### To be done
Can you recast the listing below as a numbered list, leaving out any blank lines?

### The input

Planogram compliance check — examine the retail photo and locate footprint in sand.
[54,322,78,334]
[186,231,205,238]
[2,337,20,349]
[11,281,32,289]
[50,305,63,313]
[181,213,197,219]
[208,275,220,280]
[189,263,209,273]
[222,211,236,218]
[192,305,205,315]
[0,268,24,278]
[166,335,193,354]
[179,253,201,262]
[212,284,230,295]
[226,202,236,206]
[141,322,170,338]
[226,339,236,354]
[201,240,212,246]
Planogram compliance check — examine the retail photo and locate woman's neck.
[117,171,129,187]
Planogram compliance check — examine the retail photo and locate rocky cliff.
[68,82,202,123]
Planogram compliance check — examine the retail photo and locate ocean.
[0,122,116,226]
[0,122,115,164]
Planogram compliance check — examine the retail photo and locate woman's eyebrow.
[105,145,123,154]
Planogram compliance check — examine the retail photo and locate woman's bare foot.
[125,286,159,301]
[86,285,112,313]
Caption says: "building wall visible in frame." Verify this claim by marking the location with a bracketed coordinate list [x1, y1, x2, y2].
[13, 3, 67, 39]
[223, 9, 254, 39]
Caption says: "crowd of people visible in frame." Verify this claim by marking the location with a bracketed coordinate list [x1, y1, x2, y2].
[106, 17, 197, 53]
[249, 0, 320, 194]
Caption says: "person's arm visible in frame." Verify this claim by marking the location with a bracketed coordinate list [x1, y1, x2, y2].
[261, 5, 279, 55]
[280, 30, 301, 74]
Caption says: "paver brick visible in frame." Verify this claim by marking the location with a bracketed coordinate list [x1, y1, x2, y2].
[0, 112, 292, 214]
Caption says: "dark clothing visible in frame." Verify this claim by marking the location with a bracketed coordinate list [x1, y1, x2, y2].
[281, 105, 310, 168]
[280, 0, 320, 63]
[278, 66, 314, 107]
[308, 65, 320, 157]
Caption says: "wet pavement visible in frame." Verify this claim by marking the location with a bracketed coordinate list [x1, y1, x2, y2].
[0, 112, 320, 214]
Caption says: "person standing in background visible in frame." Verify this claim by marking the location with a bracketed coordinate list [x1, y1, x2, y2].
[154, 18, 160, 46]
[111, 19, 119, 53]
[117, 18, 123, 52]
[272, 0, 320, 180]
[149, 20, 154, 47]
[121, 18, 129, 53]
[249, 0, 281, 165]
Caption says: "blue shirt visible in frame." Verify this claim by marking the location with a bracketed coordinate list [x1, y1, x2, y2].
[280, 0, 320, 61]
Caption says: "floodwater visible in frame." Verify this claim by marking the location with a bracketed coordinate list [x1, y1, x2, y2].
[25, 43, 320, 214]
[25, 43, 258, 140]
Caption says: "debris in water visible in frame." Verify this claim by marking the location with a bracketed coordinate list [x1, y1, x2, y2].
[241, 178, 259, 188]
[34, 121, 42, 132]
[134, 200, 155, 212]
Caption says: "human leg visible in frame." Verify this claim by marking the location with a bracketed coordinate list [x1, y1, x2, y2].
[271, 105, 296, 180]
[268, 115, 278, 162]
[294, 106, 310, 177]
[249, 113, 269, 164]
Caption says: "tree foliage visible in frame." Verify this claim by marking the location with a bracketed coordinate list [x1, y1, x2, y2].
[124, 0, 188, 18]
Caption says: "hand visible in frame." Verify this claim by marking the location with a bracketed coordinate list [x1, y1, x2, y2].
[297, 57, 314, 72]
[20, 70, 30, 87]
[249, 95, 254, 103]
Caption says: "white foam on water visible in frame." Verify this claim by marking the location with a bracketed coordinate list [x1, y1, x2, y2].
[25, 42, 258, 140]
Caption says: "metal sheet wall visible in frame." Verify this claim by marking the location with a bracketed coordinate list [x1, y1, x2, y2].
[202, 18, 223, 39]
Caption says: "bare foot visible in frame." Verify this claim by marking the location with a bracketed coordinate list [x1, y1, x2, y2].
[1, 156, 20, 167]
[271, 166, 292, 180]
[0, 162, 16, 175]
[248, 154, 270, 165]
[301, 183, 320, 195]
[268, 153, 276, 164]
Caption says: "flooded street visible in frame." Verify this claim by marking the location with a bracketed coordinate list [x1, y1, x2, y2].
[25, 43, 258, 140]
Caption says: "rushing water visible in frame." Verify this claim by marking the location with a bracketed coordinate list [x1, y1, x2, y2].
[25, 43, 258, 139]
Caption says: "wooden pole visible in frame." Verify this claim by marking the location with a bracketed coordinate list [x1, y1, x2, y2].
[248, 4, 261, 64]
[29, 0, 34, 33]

### Task response
1. Planogram compliance check — examine the retail photo and locate footprint in sand.
2. [54,322,78,334]
3. [186,231,205,238]
4. [2,337,20,349]
5. [11,281,32,289]
6. [50,305,63,313]
7. [181,213,197,219]
8. [208,275,220,280]
9. [189,263,209,273]
10. [222,211,236,218]
11. [192,305,205,315]
12. [0,268,24,278]
13. [166,335,193,354]
14. [179,253,201,262]
15. [212,284,230,295]
16. [226,202,236,206]
17. [141,322,170,338]
18. [226,339,236,354]
19. [201,240,212,246]
20. Planogram compliance check — examine the retail photo and locate woman's neck.
21. [117,171,129,187]
22. Planogram compliance check — examine the retail photo and locate rocky cliff.
23. [68,82,202,123]
24. Planogram compliance check — examine the retail photo and locate ocean.
25. [0,122,116,226]
26. [0,122,115,164]
27. Planogram compliance check — examine the retail photo and locate woman's eyebrow.
28. [105,145,123,154]
29. Planogram compliance check — examine the retail photo and locate woman's bare foot.
30. [125,286,159,301]
31. [86,285,112,313]
32. Caption says: "building wall visible in frame." Verify this claim by marking the location with a bracketed coordinate list [x1, y1, x2, y2].
33. [13, 3, 67, 39]
34. [223, 9, 254, 39]
35. Caption says: "crowd of people visible in frame." Verify this claim by marking the location with a bracketed coordinate list [x1, y1, x2, y2].
36. [106, 17, 197, 53]
37. [249, 0, 320, 194]
38. Caption says: "person's arm visible in frame." Verify this claim by marking the location with a bracketed coordinate list [x1, y1, x2, y2].
39. [261, 5, 279, 55]
40. [280, 30, 301, 74]
41. Caption says: "paver brick visible in frame." Verify this claim by marking the location with a bracketed coordinate list [x1, y1, x2, y2].
42. [0, 112, 292, 214]
43. Caption says: "dark clothing visible in frame." Verify this claim by marking the location with a bracketed coordinate list [x1, y1, x2, y2].
44. [281, 105, 310, 168]
45. [280, 0, 320, 63]
46. [278, 66, 314, 107]
47. [308, 65, 320, 157]
48. Caption says: "wet pavement visible in frame." Verify this claim by marking the location with a bracketed coordinate list [x1, y1, x2, y2].
49. [0, 112, 320, 214]
50. Caption says: "person standing in background visible in frame." Verify this claim by marking the location with a bracketed coordinate list [x1, y1, x2, y2].
51. [154, 18, 160, 46]
52. [111, 19, 119, 53]
53. [117, 18, 123, 52]
54. [272, 0, 320, 180]
55. [149, 20, 154, 47]
56. [121, 18, 129, 53]
57. [249, 0, 281, 165]
58. Caption says: "blue shirt visible in frame." Verify this claim by marking the location with a bracketed coordinate list [x1, y1, x2, y2].
59. [280, 0, 320, 61]
60. Caption says: "floodwater visible in frame." Verify this claim by marking the location with a bracketed coordinate list [x1, y1, x2, y2].
61. [25, 43, 320, 214]
62. [25, 43, 258, 140]
63. Caption says: "debris in water visible in frame." Verify this claim by marking the location with a bracketed coordinate list [x1, y1, x2, y2].
64. [241, 178, 259, 188]
65. [34, 121, 42, 132]
66. [134, 200, 155, 212]
67. Caption says: "human leg visible in frame." Verify this claim by marking the location with a bracketed coordinate list [x1, y1, x2, y2].
68. [271, 105, 296, 180]
69. [268, 115, 278, 162]
70. [294, 106, 310, 177]
71. [249, 113, 269, 164]
72. Caption says: "tree foliage visible in frame." Verify this claim by marking the location with a bracketed coordinate list [x1, y1, x2, y2].
73. [124, 0, 188, 18]
74. Caption says: "hand visible in frame." Verify this claim by marking the location with a bracketed coordinate list [x1, y1, x2, y2].
75. [297, 57, 314, 72]
76. [20, 70, 30, 87]
77. [249, 95, 254, 103]
78. Caption says: "white foam on water visible in frame." Verify this claim by marking the location with a bracketed coordinate list [x1, y1, x2, y2].
79. [25, 42, 258, 140]
80. Caption says: "metal sheet wall visible in frame." Verify this claim by marking the location with a bracketed coordinate list [x1, y1, x2, y2].
81. [202, 18, 223, 39]
82. Caption says: "bare foot visible in frame." Verify this claim by marking the location with a bracketed coordinate list [x1, y1, x2, y2].
83. [1, 156, 20, 167]
84. [271, 166, 292, 180]
85. [0, 162, 16, 175]
86. [248, 154, 270, 165]
87. [301, 183, 320, 195]
88. [268, 153, 276, 164]
89. Caption says: "flooded street visible in frame." Verify this claim by marking the location with a bracketed coordinate list [x1, y1, x2, y2].
90. [25, 43, 258, 140]
91. Caption says: "rushing water visible in frame." Verify this claim by marking the location with a bracketed coordinate list [x1, y1, x2, y2].
92. [25, 43, 258, 139]
93. Caption says: "wooden pole visible in frame." Verify this claim by marking the location with a bracketed coordinate list [x1, y1, x2, y2].
94. [248, 4, 261, 64]
95. [29, 0, 34, 33]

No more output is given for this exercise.